SOURCE EXCERPT >>

————————

How to Use INDEX/MATCH in Excel to Give Copy & Paste a Rest
SEO professionals, social media strategists, and site analysts alike can sympathize with the struggle of unordered data lists. Despite the promise and allure of “all-in-one” data aggregators, many multivariable data reports require the use of multiple tools and websites in conjunction.
But when exporting data, all sorting mechanisms are not created equally. Some may be sorted alphabetically, by relevance, or by some arbitrary value A or B. When you throw in the fact that many reports omit data rows with insignificant or invalid data, even Excel’s robust data sorting function can’t make differing data sets align. That’s where INDEX/MATCH comes in. INDEX/MATCH can dynamically search and order values from disparate sorting systems, saving you the hassle of manually copying and pasting cell data points one. At. A. Time.
It’s time to banish that particular productivity sucker. Let’s learn how to INDEX/MATCH.*
*Fans of the much more popular VLOOKUP Excel function will be quick to jump up and defend it as being easier to use, but as you’ll see, INDEX/MATCH has some unique perks that VLOOKUP doesn’t—perks that make its slightly lengthier equation much less intimidating.
When to Use an INDEX/MATCH Function
Step 1 requires us to first back up and ask: what does an unordered list look like, and why is it so annoying? Take the following example.
Here we have a list of tracked pie search keywords for a fictional, Oregon-based pie company: “Portland’s Tart Land.” Then, through Google AdWord’s Keyword Planner, we generated monthly search volume data for the same keywords.
The problem, as alluded to earlier, is that while AdWords provides a neat ordering of keywords from highest to lowest value, the ranking data doesn’t have an intuitive ordering. The non-alphabetic ordering of AdWords’ 3 keywords with little-to-no search volume only complicates things further.
Since we want to prominently feature rankings in our client report to Portland’s Tart Land, our gut reaction would be to manually copy and paste the search volume data from each cell in Column B into Column G. However, even in a reasonable list of 14 keywords, this could become a tedious time sink very quickly—just imagine doing it with 300 keywords.
Thankfully, using INDEX/MATCH in Column G will make sorting a breeze. And while VLOOKUP is unable to search columns to the left of it, INDEX/MATCH will be able to search Column B without trouble. Let’s look at the function itself.
How to Set Up an INDEX/MATCH Function
Whether this looks confusing to you or not, understanding INDEX/MATCH really is quite simple. The unformatted equation takes this form:
Let’s break down what each of these colored values means, and how we got the variables we did in the screenshot above.
indexed-columns – In this variable of the equation, select the entire span of columns (or rows; INDEX/MATCH can tackle both dimensions of data, unlike VLOOKUP, which is column-restricted). Since we wanted to search through Google AdWord’s Keyword column and get the data from its Search Volume column, our index consisted of columns A:B.
cell-to-look-for – This variable tells the function what value or term it will be looking for in the indexed area you chose. In column G2, we want to get the search volume data for “pie,” which is in cell E2.
column-to-search-in – This space indicates which column the “cell-to-look-for” will be found in. Since we’re looking for “pie” in the Google AdWords Keyword column, we chose A:A for our function.

————————

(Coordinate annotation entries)
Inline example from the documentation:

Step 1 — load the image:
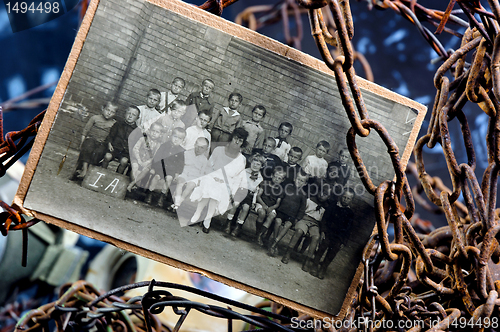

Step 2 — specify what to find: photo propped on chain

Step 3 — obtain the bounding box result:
[14,0,425,315]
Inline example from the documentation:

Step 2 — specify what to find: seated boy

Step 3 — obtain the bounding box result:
[72,102,118,180]
[226,153,265,237]
[255,166,285,246]
[309,188,354,279]
[182,110,212,156]
[127,122,163,191]
[269,171,308,257]
[302,141,330,183]
[253,137,282,180]
[208,92,243,142]
[283,146,303,183]
[158,77,186,113]
[170,137,210,210]
[137,89,162,134]
[182,78,215,127]
[149,127,186,207]
[273,122,293,163]
[241,105,267,159]
[101,106,140,174]
[156,99,186,143]
[281,198,325,272]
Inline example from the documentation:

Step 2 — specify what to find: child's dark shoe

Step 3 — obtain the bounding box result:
[224,219,232,235]
[267,246,278,257]
[156,194,165,208]
[318,267,326,279]
[144,191,153,204]
[231,224,242,237]
[302,258,309,272]
[309,265,319,278]
[281,251,290,264]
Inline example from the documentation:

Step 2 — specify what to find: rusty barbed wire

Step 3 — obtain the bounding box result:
[15,279,308,332]
[2,0,500,331]
[303,0,500,331]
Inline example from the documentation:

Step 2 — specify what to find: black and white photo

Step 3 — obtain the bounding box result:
[18,0,425,315]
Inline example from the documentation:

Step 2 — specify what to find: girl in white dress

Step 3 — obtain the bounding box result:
[191,128,248,233]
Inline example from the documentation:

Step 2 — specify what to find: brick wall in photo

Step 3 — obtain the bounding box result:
[50,0,416,210]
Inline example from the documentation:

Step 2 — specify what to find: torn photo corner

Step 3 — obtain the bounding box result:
[16,0,426,319]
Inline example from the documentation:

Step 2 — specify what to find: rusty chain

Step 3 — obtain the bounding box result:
[5,0,500,331]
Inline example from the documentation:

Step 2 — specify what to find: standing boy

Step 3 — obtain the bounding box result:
[226,153,265,237]
[101,106,140,174]
[269,171,308,258]
[208,92,243,143]
[170,137,210,210]
[241,105,267,159]
[273,122,293,162]
[255,166,285,246]
[72,102,118,179]
[182,78,215,127]
[310,188,354,279]
[253,137,282,180]
[158,77,186,113]
[302,141,330,182]
[149,127,186,207]
[283,146,303,183]
[156,99,186,143]
[182,110,212,157]
[137,89,162,134]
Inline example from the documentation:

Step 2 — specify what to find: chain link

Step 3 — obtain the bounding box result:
[0,0,500,331]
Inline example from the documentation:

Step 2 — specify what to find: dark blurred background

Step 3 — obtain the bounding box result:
[0,0,480,226]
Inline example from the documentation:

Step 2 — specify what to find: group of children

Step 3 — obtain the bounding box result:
[225,147,354,279]
[73,77,353,278]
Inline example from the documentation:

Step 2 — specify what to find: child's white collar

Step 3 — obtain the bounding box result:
[223,106,240,116]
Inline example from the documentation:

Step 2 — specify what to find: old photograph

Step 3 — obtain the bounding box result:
[21,0,425,315]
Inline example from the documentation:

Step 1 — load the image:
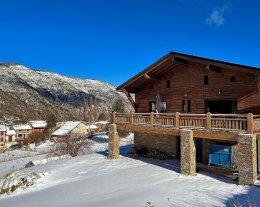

————————

REQUIREMENTS >>
#1 In the INDEX/MATCH article, which columns made up the index in the keyword example?
#2 Arrange the entries as a numbered list, from their start through the line that contains "[281,198,325,272]". Skip blank lines and leave the pictures out.
The INDEX/MATCH article and the entries have no connection to each other.

SOLUTIONS BY TASK >>
#1 Columns A:B.

#2
1. Inline example from the documentation:
2. Step 1 — load the image:
3. Step 2 — specify what to find: photo propped on chain
4. Step 3 — obtain the bounding box result:
5. [14,0,425,315]
6. Inline example from the documentation:
7. Step 2 — specify what to find: seated boy
8. Step 3 — obtain the bounding box result:
9. [72,102,118,180]
10. [226,153,265,237]
11. [255,166,285,246]
12. [309,188,354,279]
13. [182,110,212,156]
14. [127,122,163,191]
15. [269,171,308,257]
16. [302,141,330,183]
17. [253,137,282,180]
18. [208,92,243,142]
19. [283,146,303,183]
20. [158,77,186,113]
21. [170,137,210,210]
22. [137,89,162,134]
23. [182,78,215,127]
24. [149,127,186,207]
25. [273,122,293,163]
26. [241,105,267,159]
27. [101,106,140,174]
28. [156,99,186,143]
29. [281,198,325,272]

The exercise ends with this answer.